● Testo fornito:
►
Visti i ricorsi e i relativi allegati;

Visti gli atti di costituzione in giudizio di Regione Veneto e di Integra Srl e di Regione Veneto e di Integra Srl;

Viste le memorie difensive;

Visti tutti gli atti della causa;

Relatore nell'udienza pubblica del giorno 2 febbraio 2012 il dott. Stefano Mielli e uditi per le parti i difensori come specificato nel verbale;

Ritenuto e considerato in fatto e diritto quanto segue.

 

FATTO

Il Comune di Spinea nel ricorso r.g. 1034 del 2011 espone che nel proprio territorio in località Prati, la Società Ecoveneta Spa ha gestito una discarica di categoria 2 (rifiuti speciali) di tipo B negli anni dal 1991 al 1998, in un’area di circa 55.000 mq posta in prossimità della linea ferroviaria e a ridosso di un canale demaniale denominato Cime o Menegon, che segna il confine con il contermine Comune di Mira.

Successivamente, durate la fase di gestione post mortem del sito, constatata un’anomala produzione di percolato, la ditta è intervenuta a proprie spese, pur non essendovi direttamente tenuta in base alle garanzie prestate per la gestione della discarica ormai scadute, con interventi di pompaggio, stoccaggio in apposita cisterna e smaltimento presso impianti autorizzati, delle significative quantità di percolato riscontrate.

Con istanza presentata il 10 luglio 2008, la Società Ecoveneta Spa, ha presentato una domanda per ottenere la valutazione di impatto ambientale e l’autorizzazione per un progetto di adeguamento della copertura, facendo osservare che le indagini svolte hanno evidenziato che il percolato si forma a causa dell’infiltrazione dell’acqua di pioggia trattenuta dal sedime della discarica.

Al fine di compensare le spese derivanti dall’intervento, la Società Ecoveneta Spa ha quindi proposto di poter procedere ad eseguire un ricarico superficiale di rifiuti inerti, realizzando una nuova discarica di 126 mila mc comportante l’innalzamento dal livello attuale di circa 5 m, fino ad un’altezza complessiva di circa 10 m.
◄
● Compiti scritti:
(A) In base al testo fornito, spiega in una o due frasi perché la Società Ecoveneta Spa ha proposto di eseguire un ricarico superficiale di rifiuti inerti.
(B) Secondo il testo fornito, in quali anni la Società Ecoveneta Spa ha gestito la discarica in località Prati?
(C) Indica se ciascuna affermazione concorda con il testo fornito, rispondendo sì o no e citando le parole decisive del testo: (i) la discarica si estende su un'area di circa 55.000 mq; (ii) la ditta era direttamente tenuta a intervenire sul percolato in base alle garanzie prestate; (iii) l'istanza per la valutazione di impatto ambientale è stata presentata il 2 febbraio 2012.

[Dati di origine]
►
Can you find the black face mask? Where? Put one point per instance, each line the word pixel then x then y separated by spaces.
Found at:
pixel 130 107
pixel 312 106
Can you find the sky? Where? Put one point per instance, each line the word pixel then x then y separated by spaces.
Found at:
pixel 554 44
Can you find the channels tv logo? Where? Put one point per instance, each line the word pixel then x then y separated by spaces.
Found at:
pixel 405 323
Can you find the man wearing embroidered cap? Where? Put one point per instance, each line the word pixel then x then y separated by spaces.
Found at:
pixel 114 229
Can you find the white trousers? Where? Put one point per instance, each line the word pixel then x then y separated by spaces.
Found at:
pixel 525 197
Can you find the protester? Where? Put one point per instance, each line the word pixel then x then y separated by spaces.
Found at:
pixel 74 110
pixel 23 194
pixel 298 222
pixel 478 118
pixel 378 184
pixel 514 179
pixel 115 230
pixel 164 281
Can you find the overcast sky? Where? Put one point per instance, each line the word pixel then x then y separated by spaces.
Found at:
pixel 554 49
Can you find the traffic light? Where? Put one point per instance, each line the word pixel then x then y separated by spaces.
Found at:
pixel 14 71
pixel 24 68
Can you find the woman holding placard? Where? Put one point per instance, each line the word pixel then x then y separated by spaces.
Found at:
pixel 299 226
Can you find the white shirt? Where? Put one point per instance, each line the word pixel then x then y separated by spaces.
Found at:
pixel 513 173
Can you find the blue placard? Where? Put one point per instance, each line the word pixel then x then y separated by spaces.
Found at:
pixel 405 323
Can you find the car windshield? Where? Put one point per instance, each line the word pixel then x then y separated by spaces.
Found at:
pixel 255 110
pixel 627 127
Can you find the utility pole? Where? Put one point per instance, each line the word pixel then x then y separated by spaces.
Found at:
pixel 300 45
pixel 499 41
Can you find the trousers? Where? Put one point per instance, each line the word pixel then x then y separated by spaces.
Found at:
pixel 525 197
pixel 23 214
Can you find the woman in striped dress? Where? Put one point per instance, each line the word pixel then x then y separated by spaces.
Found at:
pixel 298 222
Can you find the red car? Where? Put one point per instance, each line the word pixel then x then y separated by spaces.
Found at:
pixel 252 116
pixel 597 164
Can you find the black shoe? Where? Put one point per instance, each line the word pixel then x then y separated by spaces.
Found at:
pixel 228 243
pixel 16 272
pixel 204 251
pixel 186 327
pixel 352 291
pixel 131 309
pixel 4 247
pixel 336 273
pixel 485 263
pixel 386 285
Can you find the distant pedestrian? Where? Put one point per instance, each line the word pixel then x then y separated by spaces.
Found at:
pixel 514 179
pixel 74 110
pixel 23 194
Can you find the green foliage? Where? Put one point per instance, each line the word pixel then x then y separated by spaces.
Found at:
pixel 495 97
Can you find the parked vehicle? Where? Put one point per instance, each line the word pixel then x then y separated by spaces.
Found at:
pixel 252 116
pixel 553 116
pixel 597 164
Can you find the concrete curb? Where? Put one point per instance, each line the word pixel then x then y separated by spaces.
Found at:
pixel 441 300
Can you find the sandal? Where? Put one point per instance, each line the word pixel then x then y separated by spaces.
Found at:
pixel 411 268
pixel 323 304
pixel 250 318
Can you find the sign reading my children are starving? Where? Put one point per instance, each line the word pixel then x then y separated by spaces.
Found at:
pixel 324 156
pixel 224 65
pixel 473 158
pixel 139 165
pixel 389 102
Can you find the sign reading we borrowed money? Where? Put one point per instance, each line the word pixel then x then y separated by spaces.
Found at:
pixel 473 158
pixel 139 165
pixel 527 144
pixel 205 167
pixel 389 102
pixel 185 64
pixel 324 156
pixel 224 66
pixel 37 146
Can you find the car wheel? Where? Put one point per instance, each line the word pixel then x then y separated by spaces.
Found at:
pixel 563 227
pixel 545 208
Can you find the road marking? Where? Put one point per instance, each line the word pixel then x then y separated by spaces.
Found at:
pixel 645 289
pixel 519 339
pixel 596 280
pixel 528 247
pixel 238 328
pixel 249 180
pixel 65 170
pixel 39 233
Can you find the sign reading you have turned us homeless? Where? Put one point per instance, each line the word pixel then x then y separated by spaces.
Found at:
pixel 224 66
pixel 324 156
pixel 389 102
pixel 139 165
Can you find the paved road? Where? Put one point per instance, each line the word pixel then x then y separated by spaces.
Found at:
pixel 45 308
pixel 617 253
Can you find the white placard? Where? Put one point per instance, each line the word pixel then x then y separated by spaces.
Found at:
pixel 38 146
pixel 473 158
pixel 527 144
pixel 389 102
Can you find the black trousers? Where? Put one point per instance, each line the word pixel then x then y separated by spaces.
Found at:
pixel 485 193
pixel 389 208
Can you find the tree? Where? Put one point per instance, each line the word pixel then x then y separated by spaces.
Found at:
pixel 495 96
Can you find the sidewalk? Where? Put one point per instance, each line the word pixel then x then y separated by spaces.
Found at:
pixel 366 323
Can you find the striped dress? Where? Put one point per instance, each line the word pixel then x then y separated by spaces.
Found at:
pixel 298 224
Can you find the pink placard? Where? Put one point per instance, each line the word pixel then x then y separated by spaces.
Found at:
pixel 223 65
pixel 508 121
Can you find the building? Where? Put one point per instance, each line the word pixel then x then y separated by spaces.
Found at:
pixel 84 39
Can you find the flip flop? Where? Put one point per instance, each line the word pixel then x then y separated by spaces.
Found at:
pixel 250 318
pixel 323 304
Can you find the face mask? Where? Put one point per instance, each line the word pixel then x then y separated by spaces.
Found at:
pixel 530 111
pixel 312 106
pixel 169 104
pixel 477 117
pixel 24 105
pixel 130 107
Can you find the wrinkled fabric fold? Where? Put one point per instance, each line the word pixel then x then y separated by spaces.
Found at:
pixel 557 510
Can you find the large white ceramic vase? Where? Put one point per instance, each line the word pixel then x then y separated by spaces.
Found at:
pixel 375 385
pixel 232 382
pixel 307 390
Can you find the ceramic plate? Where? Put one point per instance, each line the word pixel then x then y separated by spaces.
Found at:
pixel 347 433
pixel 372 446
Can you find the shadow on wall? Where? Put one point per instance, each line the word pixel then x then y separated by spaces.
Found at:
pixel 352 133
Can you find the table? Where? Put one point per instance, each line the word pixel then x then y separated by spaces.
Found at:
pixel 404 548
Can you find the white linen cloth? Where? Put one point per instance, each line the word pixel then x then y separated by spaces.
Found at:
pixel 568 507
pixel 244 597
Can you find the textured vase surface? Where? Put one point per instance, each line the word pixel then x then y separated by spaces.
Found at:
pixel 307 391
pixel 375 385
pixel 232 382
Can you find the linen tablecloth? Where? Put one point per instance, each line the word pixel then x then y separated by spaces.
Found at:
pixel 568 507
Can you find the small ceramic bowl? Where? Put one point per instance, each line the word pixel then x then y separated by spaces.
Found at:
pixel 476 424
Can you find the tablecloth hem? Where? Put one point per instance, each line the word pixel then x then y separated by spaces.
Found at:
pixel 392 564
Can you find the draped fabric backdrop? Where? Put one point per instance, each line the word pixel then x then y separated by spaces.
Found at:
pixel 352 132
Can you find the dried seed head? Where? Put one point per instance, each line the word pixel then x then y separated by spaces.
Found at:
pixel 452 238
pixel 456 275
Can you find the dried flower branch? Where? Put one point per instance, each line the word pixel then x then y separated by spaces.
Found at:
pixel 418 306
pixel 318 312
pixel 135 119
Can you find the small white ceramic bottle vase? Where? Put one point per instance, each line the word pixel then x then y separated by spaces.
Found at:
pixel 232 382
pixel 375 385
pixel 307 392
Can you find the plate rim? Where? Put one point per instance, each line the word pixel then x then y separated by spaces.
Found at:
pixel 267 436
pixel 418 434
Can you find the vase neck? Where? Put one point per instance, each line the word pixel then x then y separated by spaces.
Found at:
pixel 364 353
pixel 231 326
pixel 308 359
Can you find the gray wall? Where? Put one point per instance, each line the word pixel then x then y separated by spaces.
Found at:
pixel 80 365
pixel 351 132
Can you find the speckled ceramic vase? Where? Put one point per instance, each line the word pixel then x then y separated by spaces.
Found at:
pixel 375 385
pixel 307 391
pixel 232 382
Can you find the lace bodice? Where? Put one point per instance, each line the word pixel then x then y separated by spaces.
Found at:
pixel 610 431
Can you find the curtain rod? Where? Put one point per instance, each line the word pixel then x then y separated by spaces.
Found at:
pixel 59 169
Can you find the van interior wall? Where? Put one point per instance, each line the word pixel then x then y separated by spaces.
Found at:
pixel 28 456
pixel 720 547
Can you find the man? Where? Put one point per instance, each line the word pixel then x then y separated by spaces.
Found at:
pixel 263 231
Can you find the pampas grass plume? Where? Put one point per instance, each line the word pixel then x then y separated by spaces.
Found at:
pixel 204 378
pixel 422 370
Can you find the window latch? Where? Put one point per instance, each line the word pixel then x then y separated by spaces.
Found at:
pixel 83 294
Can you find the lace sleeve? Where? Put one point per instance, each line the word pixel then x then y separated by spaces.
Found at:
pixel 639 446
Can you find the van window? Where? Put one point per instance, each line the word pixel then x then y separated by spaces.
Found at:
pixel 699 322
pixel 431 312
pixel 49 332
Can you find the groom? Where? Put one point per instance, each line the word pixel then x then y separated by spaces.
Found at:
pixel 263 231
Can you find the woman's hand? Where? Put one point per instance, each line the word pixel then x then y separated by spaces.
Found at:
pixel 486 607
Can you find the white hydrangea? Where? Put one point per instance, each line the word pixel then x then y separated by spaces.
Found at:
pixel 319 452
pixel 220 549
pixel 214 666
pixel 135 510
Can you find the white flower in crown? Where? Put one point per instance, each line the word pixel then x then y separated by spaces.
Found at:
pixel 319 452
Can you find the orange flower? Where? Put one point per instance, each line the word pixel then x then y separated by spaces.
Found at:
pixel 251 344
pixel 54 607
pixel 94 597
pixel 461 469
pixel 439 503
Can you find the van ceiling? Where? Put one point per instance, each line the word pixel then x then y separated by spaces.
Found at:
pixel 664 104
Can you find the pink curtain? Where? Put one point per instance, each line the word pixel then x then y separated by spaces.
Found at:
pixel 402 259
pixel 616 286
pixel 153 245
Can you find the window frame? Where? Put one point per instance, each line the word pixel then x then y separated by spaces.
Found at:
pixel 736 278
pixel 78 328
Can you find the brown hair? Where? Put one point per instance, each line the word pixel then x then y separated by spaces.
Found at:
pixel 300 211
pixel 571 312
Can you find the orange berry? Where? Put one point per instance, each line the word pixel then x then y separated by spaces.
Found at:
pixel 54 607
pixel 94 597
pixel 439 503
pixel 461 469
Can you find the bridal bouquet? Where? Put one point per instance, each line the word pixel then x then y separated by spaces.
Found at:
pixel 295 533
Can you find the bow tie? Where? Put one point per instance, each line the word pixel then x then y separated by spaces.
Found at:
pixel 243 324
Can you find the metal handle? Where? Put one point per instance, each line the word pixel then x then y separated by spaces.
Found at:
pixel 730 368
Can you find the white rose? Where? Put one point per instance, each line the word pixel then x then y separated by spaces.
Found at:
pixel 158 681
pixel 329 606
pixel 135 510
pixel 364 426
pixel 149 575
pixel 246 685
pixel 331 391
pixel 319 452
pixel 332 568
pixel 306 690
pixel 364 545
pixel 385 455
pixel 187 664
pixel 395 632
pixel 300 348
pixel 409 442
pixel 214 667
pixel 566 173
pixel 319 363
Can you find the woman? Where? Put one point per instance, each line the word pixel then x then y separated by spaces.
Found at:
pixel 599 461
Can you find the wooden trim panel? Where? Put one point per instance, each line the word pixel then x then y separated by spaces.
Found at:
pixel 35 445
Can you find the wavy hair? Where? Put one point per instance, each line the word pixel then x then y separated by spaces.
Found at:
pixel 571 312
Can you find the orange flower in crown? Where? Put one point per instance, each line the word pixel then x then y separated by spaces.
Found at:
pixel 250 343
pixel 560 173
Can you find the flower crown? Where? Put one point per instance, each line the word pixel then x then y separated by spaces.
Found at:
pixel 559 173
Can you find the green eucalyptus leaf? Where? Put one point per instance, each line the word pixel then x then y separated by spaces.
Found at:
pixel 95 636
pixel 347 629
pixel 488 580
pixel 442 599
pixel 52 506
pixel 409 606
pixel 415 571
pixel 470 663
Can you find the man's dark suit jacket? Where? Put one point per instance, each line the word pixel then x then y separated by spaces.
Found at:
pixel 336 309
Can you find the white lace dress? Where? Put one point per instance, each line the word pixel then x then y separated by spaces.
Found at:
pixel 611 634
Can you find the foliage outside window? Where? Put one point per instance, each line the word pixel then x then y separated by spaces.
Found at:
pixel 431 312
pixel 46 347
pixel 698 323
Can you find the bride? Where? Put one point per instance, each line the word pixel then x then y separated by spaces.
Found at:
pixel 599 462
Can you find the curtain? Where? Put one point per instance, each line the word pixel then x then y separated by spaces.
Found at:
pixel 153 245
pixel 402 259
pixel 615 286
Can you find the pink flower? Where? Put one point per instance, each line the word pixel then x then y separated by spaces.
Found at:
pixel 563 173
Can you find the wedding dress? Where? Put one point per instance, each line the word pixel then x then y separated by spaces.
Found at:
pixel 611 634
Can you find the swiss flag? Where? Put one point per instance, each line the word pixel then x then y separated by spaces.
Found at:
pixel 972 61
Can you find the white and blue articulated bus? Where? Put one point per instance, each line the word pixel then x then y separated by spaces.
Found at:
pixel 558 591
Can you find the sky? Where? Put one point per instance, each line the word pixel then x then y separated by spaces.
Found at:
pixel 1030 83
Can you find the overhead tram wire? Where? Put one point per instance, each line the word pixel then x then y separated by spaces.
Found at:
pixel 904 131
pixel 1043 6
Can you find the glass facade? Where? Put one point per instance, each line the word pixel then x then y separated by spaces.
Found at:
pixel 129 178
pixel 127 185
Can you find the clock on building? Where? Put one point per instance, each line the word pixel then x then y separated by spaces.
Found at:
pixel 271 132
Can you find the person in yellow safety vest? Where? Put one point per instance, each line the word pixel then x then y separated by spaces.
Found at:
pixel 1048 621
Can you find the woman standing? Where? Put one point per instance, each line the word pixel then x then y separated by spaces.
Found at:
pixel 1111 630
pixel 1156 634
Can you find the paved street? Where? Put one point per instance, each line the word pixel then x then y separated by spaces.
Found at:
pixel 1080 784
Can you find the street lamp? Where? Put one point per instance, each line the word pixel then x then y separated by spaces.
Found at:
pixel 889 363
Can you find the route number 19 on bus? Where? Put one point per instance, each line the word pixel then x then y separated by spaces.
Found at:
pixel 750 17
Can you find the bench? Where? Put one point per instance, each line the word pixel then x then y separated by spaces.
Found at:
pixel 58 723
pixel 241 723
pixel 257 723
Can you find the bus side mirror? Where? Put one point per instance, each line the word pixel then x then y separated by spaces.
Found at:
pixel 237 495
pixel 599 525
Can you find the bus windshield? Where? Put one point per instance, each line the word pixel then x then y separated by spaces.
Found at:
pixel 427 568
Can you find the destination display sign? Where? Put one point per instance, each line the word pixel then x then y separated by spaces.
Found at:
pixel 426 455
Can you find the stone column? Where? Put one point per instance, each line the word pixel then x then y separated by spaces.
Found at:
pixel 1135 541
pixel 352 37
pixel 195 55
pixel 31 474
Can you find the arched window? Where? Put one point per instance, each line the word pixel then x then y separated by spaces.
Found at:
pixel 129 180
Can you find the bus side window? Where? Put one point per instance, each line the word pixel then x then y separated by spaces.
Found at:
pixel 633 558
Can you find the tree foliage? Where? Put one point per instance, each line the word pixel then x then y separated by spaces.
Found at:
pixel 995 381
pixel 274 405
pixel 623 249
◄
● Risposte scritte:
(A) La società lo ha proposto al fine di compensare le spese derivanti dall'intervento. Il ricarico avrebbe comportato una nuova discarica di 126 mila mc.

(B) Dal 1991 al 1998.

(C)
(i) Sì: "in un’area di circa 55.000 mq".
(ii) No: "pur non essendovi direttamente tenuta in base alle garanzie prestate per la gestione della discarica ormai scadute".
(iii) No: "Con istanza presentata il 10 luglio 2008".